[Object pointing dataset rows]
§ §
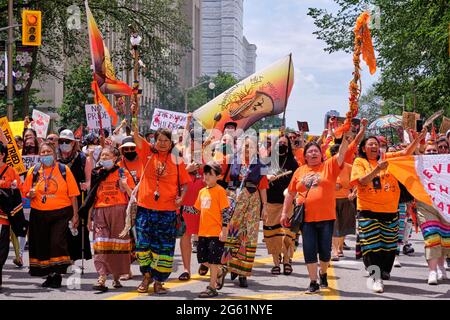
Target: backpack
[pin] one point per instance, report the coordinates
(62, 169)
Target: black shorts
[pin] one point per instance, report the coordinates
(210, 250)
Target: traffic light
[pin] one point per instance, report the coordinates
(31, 28)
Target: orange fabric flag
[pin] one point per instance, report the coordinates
(99, 98)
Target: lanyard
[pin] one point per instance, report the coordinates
(46, 180)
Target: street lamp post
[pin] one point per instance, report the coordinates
(211, 86)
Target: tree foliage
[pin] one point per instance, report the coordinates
(412, 43)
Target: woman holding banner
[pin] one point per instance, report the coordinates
(378, 195)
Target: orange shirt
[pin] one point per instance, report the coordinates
(210, 202)
(109, 193)
(59, 191)
(376, 200)
(5, 182)
(168, 182)
(321, 199)
(135, 168)
(344, 188)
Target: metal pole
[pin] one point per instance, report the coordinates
(10, 89)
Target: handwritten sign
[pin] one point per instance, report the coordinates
(168, 119)
(29, 161)
(14, 159)
(40, 123)
(92, 118)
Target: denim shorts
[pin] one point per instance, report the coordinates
(317, 237)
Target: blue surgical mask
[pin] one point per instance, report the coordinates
(47, 160)
(107, 164)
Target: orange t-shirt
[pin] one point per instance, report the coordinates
(58, 193)
(135, 168)
(344, 181)
(298, 154)
(210, 202)
(321, 199)
(376, 200)
(8, 177)
(168, 182)
(109, 193)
§ §
**Short problem**
Please copy every entry above word for word, leaving out the pictures.

**Correct output**
Target: backpack
[pin] one point per instance, report the coordinates
(62, 169)
Target: black shorts
[pin] one point per instance, report the coordinates
(210, 250)
Target: traffic light
[pin] one point per instance, report the coordinates
(31, 28)
Target: orange fabric flag
[pin] one point per instance, report the coordinates
(99, 98)
Target: lanyard
[pin] one point per instance, report the coordinates
(46, 180)
Target: street lamp post
[pin] one point per instance, report the coordinates
(211, 86)
Target: tree foliage
[pin] one point per instance, report the coordinates
(412, 43)
Target: woman holding banner
[pin] one point per instance, report the coordinates
(378, 195)
Target: orange shirt
[pin] one point per instance, report the coordinates
(210, 202)
(109, 193)
(59, 191)
(376, 200)
(5, 182)
(168, 182)
(321, 199)
(135, 168)
(344, 188)
Target: metal pole
[pin] one point per instance, report the coordinates
(10, 89)
Target: handwritten sign
[pin] one point per instance, report the coordinates
(168, 119)
(29, 161)
(14, 159)
(40, 123)
(92, 118)
Target: denim shorts
[pin] one point per instance, report the coordinates
(317, 237)
Target: blue surgical mask
[pin] one point per instance, report the coordinates
(47, 160)
(107, 164)
Target: orange t-shirt
[pin] one point per instance, report the coordinates
(58, 193)
(135, 168)
(344, 181)
(298, 154)
(210, 202)
(321, 199)
(376, 200)
(8, 177)
(168, 182)
(109, 193)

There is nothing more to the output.